---- Recorded information

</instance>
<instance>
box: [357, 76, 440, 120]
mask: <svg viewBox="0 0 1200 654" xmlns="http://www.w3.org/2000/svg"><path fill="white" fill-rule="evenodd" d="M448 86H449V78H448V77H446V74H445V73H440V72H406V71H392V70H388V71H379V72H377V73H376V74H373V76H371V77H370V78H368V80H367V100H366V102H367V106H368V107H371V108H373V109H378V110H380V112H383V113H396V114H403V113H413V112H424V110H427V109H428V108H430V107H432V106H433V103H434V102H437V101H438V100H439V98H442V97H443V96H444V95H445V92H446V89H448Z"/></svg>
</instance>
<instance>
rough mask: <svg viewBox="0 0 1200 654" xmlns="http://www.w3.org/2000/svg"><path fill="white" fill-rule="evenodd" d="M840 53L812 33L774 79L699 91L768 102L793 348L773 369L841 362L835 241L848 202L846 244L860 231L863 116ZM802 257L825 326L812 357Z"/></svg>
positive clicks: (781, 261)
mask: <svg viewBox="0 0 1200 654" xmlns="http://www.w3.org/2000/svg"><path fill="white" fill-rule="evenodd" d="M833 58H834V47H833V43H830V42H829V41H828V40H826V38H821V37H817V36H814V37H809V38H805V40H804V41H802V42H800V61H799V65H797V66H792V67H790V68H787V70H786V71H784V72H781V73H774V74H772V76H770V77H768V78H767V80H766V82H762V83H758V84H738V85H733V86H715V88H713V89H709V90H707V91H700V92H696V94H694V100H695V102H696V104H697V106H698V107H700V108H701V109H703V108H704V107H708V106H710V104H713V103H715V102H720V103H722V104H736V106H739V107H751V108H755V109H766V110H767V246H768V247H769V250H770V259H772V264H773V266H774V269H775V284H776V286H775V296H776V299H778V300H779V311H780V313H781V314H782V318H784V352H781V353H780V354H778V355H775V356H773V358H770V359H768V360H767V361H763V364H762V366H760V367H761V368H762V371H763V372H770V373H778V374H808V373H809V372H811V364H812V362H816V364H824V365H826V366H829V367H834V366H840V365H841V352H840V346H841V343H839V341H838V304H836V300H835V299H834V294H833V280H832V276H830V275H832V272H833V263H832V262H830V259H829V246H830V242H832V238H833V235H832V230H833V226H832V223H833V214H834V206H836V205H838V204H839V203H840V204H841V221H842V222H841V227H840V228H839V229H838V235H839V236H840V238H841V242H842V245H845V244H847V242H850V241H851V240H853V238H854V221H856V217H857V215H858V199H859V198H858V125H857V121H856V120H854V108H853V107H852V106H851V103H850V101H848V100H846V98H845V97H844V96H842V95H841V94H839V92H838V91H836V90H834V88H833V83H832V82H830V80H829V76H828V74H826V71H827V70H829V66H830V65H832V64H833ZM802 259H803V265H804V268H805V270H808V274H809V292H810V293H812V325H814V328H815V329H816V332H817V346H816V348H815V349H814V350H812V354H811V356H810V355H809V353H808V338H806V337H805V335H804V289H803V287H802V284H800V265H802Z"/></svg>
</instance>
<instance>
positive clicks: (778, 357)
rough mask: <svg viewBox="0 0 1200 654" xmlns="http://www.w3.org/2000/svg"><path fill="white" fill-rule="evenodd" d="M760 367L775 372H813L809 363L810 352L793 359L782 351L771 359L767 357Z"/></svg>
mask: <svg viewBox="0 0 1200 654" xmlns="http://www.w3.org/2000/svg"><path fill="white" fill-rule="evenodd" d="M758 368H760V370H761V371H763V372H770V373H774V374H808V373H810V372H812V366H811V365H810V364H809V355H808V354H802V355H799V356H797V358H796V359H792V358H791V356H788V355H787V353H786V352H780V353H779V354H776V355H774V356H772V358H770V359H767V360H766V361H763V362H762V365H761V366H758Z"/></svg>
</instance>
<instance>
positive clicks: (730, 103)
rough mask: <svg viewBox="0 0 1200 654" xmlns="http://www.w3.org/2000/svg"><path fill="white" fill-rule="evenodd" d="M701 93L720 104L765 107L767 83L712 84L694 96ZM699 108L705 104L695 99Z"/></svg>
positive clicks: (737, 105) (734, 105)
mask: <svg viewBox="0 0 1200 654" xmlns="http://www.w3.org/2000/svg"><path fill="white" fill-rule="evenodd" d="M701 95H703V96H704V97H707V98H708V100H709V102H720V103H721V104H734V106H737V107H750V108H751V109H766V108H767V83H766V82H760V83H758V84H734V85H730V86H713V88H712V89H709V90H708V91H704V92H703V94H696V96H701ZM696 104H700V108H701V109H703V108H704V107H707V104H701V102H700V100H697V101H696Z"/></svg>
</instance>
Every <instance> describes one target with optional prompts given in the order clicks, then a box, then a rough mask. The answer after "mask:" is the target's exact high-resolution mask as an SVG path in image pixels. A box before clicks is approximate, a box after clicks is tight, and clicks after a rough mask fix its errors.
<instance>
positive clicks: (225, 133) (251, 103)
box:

--------

Task instructions ▸ Make an exact copy of all the lines above.

Output below ▸
</instance>
<instance>
box: [357, 76, 440, 120]
mask: <svg viewBox="0 0 1200 654" xmlns="http://www.w3.org/2000/svg"><path fill="white" fill-rule="evenodd" d="M448 86H449V78H448V77H446V74H445V73H440V72H406V71H392V70H388V71H379V72H377V73H376V74H373V76H371V77H370V78H368V80H367V100H366V102H367V106H368V107H371V108H373V109H378V110H380V112H383V113H396V114H403V113H413V112H424V110H427V109H428V108H430V107H432V106H433V103H434V102H437V101H438V100H439V98H442V97H443V96H444V95H445V92H446V89H448Z"/></svg>
</instance>
<instance>
rough mask: <svg viewBox="0 0 1200 654" xmlns="http://www.w3.org/2000/svg"><path fill="white" fill-rule="evenodd" d="M840 53L812 33L774 79L699 91L768 102L793 348L773 369L841 362L835 241L848 202L846 244L860 231L863 116ZM802 257L825 326L812 357Z"/></svg>
positive clicks: (781, 261)
mask: <svg viewBox="0 0 1200 654" xmlns="http://www.w3.org/2000/svg"><path fill="white" fill-rule="evenodd" d="M833 58H834V47H833V43H830V42H829V41H828V40H826V38H821V37H817V36H814V37H809V38H805V40H804V41H802V42H800V61H799V65H797V66H792V67H790V68H787V70H786V71H784V72H781V73H774V74H772V76H770V77H768V78H767V80H766V82H762V83H758V84H738V85H733V86H715V88H713V89H709V90H707V91H700V92H696V94H694V100H695V102H696V104H697V106H698V107H700V108H701V109H703V108H704V107H708V106H710V104H713V103H715V102H720V103H722V104H736V106H739V107H751V108H755V109H766V110H767V246H768V247H769V250H770V259H772V264H773V266H774V269H775V284H776V286H775V296H776V299H778V300H779V311H780V313H781V314H782V318H784V352H781V353H780V354H778V355H775V356H773V358H770V359H768V360H767V361H763V364H762V366H760V367H761V368H762V371H763V372H770V373H778V374H808V373H809V372H811V364H812V362H816V364H824V365H826V366H829V367H834V366H840V365H841V352H840V346H841V343H839V341H838V304H836V300H835V299H834V294H833V280H832V276H830V275H832V272H833V263H832V262H830V259H829V246H830V242H832V238H833V235H832V230H833V226H832V223H833V214H834V206H836V205H838V204H839V203H840V204H841V221H842V222H841V227H840V228H839V229H838V235H839V236H840V238H841V242H842V245H845V244H847V242H850V241H851V240H853V238H854V221H856V217H857V215H858V199H859V198H858V125H857V121H856V120H854V108H853V107H852V106H851V103H850V101H848V100H846V98H845V97H844V96H842V95H841V94H839V92H838V91H836V90H834V88H833V83H832V82H830V80H829V76H828V74H826V71H827V70H829V66H830V65H832V64H833ZM802 259H803V265H804V268H805V270H808V274H809V292H810V293H812V325H814V328H815V329H816V332H817V346H816V348H815V349H814V350H812V354H811V356H810V355H809V353H808V338H806V337H805V335H804V289H803V287H802V284H800V265H802Z"/></svg>
</instance>
<instance>
positive clicks: (778, 357)
rough mask: <svg viewBox="0 0 1200 654" xmlns="http://www.w3.org/2000/svg"><path fill="white" fill-rule="evenodd" d="M760 367L775 372H813L809 363L810 352L793 359L782 351L771 359L767 357Z"/></svg>
mask: <svg viewBox="0 0 1200 654" xmlns="http://www.w3.org/2000/svg"><path fill="white" fill-rule="evenodd" d="M758 368H760V370H761V371H763V372H770V373H774V374H808V373H810V372H812V366H811V365H810V364H809V355H808V354H802V355H799V356H797V358H796V359H792V358H791V356H788V355H787V353H786V352H780V353H779V354H776V355H774V356H772V358H770V359H767V360H766V361H763V362H762V365H761V366H758Z"/></svg>
</instance>
<instance>
positive clicks: (730, 103)
rough mask: <svg viewBox="0 0 1200 654" xmlns="http://www.w3.org/2000/svg"><path fill="white" fill-rule="evenodd" d="M701 93L720 104L765 107L767 83L712 84L694 96ZM699 108L705 104L695 99Z"/></svg>
positive clicks: (737, 105) (734, 105)
mask: <svg viewBox="0 0 1200 654" xmlns="http://www.w3.org/2000/svg"><path fill="white" fill-rule="evenodd" d="M701 95H703V96H704V97H707V98H708V100H709V102H720V103H721V104H734V106H737V107H750V108H751V109H766V108H767V83H766V82H760V83H758V84H734V85H730V86H713V88H712V89H709V90H708V91H704V92H703V94H696V96H701ZM696 104H700V108H701V109H703V108H704V107H707V104H701V102H700V100H697V101H696Z"/></svg>
</instance>
Every <instance> describes one target with optional prompts given in the order clicks, then a box, then a rough mask. The answer after "mask:" is the target's exact high-resolution mask as an SVG path in image pixels. A box before clicks is approximate, a box after clicks is tight, and clicks after a rough mask fix its errors.
<instance>
positive clicks: (225, 133) (251, 103)
box:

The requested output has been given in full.